TEXTE SOURCE →
══════
Voix de Mark Zuckerberg : This was a major breach of trust and I’m really sorry that this happened. We have a basic esponsibility to protect people's data and if we can't do that we don't deserve to have the opportunity to serve people. So our responsability now is to make sure that this doesn't happen again.

Fabien : Et on en parle ce soir avec toi Claudia.

Claudia : Oui bonjour. C’était le patron de Facebook. Mark Zuckerberg, le 21 mars, a brisé le silence en s’excusant auprès de deux milliards d’utilisateurs et utilisatrices qui ont été volés, comme plusieurs médias ont dit, de leurs données personnelles. Le patron de Facebook a promis d’améliorer la confidentialité des données des usagers, usagères, mais, malgré cela, la confiance est brisée. Une campagne massive de désabonnement et différentes questions. Est-ce que Facebook est une menace ? Quels sont les risques réels ? Quelles données sont-elles aspirées par le réseau social avec leur autorisation ou non ? Pour quel usage politique, commercial, sociétal ? Comment supprimer nos données ?
══════
CONTENU DES DONNÉES →
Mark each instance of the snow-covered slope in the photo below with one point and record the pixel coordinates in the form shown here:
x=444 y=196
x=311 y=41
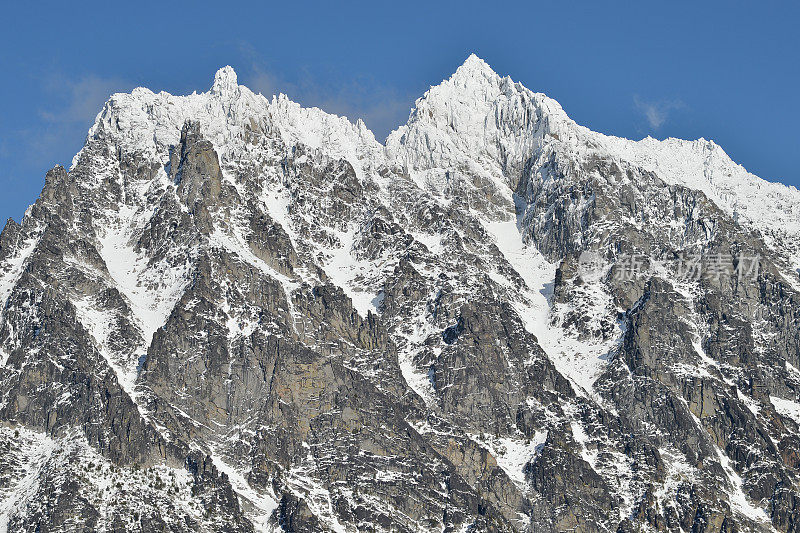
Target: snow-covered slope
══════
CONSIGNES →
[1] Relevez dans la transcription toutes les questions formulées par Claudia à la fin de son intervention.
[2] D'après la transcription, pourquoi Mark Zuckerberg affirme-t-il que la responsabilité de Facebook est désormais de faire en sorte que cela ne se reproduise pas ?

RÉPONSES PAR CONSIGNE →
[1]
- Est-ce que Facebook est une menace ?
- Quels sont les risques réels ?
- Quelles données sont-elles aspirées par le réseau social avec leur autorisation ou non ?
- Pour quel usage politique, commercial, sociétal ?
- Comment supprimer nos données ?

[2] Selon lui, Facebook a la responsabilité fondamentale de protéger les données des gens. Si l'entreprise n'y parvient pas, elle ne mérite pas d'avoir la possibilité de servir les gens.